━━━━━ Provided information

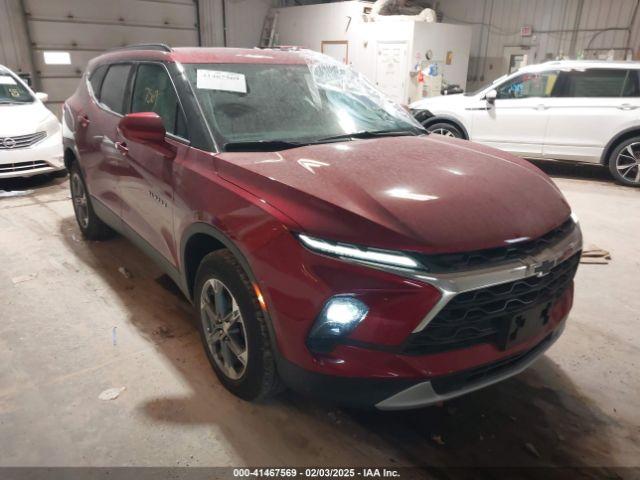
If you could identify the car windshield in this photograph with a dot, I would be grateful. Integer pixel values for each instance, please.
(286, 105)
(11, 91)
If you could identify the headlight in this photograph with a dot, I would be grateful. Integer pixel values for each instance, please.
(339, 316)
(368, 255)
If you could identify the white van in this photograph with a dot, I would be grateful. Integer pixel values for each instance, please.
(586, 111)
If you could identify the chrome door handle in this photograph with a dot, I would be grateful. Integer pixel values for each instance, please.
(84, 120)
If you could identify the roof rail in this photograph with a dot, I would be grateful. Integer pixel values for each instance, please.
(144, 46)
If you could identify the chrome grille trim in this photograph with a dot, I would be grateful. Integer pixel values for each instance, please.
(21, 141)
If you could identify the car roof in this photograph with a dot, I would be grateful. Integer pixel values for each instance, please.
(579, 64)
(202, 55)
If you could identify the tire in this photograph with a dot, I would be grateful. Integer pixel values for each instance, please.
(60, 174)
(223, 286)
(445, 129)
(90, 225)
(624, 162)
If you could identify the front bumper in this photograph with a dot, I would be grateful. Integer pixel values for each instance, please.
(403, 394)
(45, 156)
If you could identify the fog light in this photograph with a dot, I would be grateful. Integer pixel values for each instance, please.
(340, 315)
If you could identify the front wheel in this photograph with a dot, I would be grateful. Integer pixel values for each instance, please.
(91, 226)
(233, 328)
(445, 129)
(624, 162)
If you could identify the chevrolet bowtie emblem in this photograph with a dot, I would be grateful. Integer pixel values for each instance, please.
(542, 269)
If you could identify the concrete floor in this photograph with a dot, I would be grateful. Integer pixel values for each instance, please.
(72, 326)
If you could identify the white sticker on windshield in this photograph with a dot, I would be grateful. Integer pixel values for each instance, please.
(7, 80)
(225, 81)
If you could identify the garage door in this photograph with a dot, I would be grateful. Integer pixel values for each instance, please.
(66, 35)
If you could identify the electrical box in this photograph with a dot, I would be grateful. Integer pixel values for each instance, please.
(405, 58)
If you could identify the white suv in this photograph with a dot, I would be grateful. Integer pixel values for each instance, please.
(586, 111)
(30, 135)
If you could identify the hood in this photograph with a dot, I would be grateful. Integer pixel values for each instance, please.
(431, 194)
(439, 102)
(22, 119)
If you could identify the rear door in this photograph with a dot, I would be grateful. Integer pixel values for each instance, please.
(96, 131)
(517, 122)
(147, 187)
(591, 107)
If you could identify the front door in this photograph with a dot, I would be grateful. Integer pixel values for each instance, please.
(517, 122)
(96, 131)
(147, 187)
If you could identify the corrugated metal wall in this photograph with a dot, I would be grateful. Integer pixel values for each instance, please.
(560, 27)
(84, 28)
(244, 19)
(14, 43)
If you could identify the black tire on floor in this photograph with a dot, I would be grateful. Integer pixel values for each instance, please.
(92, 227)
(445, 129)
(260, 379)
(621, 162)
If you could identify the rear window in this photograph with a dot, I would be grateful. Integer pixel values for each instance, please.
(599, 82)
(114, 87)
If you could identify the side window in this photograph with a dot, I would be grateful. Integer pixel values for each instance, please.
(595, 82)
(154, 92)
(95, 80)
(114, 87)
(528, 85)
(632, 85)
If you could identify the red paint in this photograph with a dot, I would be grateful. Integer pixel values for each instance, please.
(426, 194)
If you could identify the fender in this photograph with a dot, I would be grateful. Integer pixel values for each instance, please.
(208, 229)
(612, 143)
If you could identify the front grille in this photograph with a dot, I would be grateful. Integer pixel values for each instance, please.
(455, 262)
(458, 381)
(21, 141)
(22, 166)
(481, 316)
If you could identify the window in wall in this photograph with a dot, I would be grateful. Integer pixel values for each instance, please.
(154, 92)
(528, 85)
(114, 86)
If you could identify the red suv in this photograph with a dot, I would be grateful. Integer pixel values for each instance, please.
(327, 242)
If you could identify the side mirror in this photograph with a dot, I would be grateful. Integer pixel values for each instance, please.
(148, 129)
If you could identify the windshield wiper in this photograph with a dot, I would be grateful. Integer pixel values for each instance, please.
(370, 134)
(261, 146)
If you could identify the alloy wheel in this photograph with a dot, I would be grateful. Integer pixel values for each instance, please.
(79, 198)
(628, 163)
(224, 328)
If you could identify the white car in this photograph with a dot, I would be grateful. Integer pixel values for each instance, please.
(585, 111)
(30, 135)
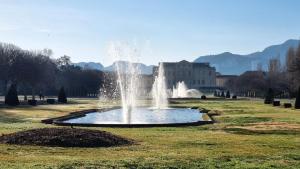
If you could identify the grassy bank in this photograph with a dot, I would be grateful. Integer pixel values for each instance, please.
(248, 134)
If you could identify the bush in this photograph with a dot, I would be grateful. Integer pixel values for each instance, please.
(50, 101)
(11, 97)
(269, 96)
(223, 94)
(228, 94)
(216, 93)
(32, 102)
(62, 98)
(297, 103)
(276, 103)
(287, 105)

━━━━━━━━━━

=== Given instruction ===
Rewrite the full listing above with "photograph" changed to "image" and everything else unchanged. Leave the pictures out.

=== Problem solution ===
If you could identify the car windshield in this image with a dot, I would be grateful. Integer pixel values for each instance, please.
(286, 105)
(11, 91)
If you could identify the headlight in this image with a dot, I would be grateful. Integer pixel values for each instance, please.
(339, 316)
(368, 255)
If you could identify the white van in this image with a dot, I would be grateful. Integer pixel values for each instance, please.
(586, 111)
If you could identify the chrome door handle in this image with a dot, I would be grateful. Integer pixel values for each instance, please.
(84, 120)
If you could identify the roof rail in this image with a dot, I would be grateful. Integer pixel values for each instance, please.
(144, 46)
If you could identify the chrome grille trim in this image with a dot, I would be grateful. Integer pixel values for each instance, please.
(21, 141)
If you could identify the car roof in this image with a dot, I would be grateful. Integer pixel values for each instance, please.
(579, 64)
(202, 55)
If you could identify the tire in this image with a dot, I would be grateful. Integer pixel values for each instance, please.
(60, 174)
(223, 286)
(445, 129)
(90, 225)
(624, 162)
If you could identify the front bumper in this image with a dot, I would be grateful. Integer pixel values for each instance, please.
(403, 394)
(45, 156)
If you could identify the fog light in this image with a dot, I would be grateful. Integer pixel values for each instance, please.
(340, 315)
If you could identify the front wheel in this image with a dot, I would be grateful. Integer pixel values for each instance, please.
(91, 226)
(233, 328)
(445, 129)
(624, 162)
If you could identify the chevrolet bowtie emblem in this image with a dot, I would be grateful. Integer pixel values for each instance, please.
(542, 269)
If you could identify the concrete floor in this image with a dot, I would be grateful. Integer pixel values for each instance, please.
(72, 326)
If you could identify the white sticker on windshield in this image with a dot, I would be grateful. Integer pixel values for each instance, please.
(7, 80)
(225, 81)
If you could identify the garage door in this image with a dot, I would be grateful. Integer pixel values for each instance, please.
(66, 35)
If you could identify the electrical box in this image with a dot, I would be grateful. Integer pixel values for each instance, please.
(405, 58)
If you could identify the white suv in this image with a dot, I would be grateful. Integer pixel values for each instance, please.
(586, 111)
(30, 135)
If you could identify the hood in this image with a dot, I would be grateful. Integer pixel values for each instance, please.
(431, 194)
(439, 102)
(22, 119)
If you could identify the rear door in this image with a dot, I would be grateful. Integer pixel values for each instance, please.
(96, 131)
(517, 122)
(147, 187)
(591, 107)
If you could identify the front door in this image with a dot, I would be grateful. Integer pixel values for each instance, please.
(517, 122)
(96, 131)
(147, 187)
If you could identify the corrugated metal wall in this image with a dot, I would be grateful. Integer pixel values for each instance, please.
(560, 27)
(84, 28)
(244, 19)
(14, 43)
If you could identify the black tire on floor in this image with a dot, I would be grateful. Integer pixel values for each instance, please.
(92, 227)
(445, 129)
(260, 379)
(621, 162)
If you could identify the rear window in this image with a dot, I would be grateful. Integer pixel values for each instance, please.
(599, 82)
(114, 87)
If you could identify the side window in this image with a dot, I would be grateful. Integer pixel values for each instance, please.
(595, 82)
(154, 92)
(95, 80)
(114, 87)
(528, 85)
(632, 85)
If you could identify the red paint in this image with a dot, I would be grateful. Integer pixel values for each instance, please.
(426, 194)
If you could identify the fender in this image with a dot, I would be grateful. Integer pixel values for each instance, please.
(208, 229)
(612, 143)
If you could identify the front grille in this image with a dot, I would be grateful. Integer pixel values for each instance, please.
(455, 262)
(458, 381)
(21, 141)
(22, 166)
(481, 316)
If you could identify the window in wall in this image with a dot, I would be grateful. Integer pixel values for each instance, please.
(154, 92)
(528, 85)
(114, 86)
If you could identify the red suv in this image with a dot, I would be grateful. Integer pixel values for each instance, please.
(327, 242)
If you could identify the side mirror in this image with a dot, I would be grateful. Integer pixel values for each instance, please.
(148, 129)
If you could identify the windshield wiper in this image with a dot, I would be grateful. Integer pixel values for each instance, please.
(370, 134)
(261, 146)
If you could identify the alloy wheel in this image with a dot, I would be grateful. Integer pixel values for each instance, please.
(79, 198)
(628, 163)
(224, 328)
If you could identify the white car in this image with a dot, I would be grateful. Integer pixel values for each instance, please.
(585, 111)
(30, 135)
If you could identify the grassy bank in this image with a dot, I would be grateful. Integer pixel values for each instance, please.
(248, 134)
If you could identify the bush in this image with a dot, I would be grateful. Integer pixel values for each instance, please.
(50, 101)
(11, 97)
(269, 96)
(223, 94)
(228, 94)
(216, 93)
(32, 102)
(62, 98)
(297, 103)
(276, 103)
(287, 105)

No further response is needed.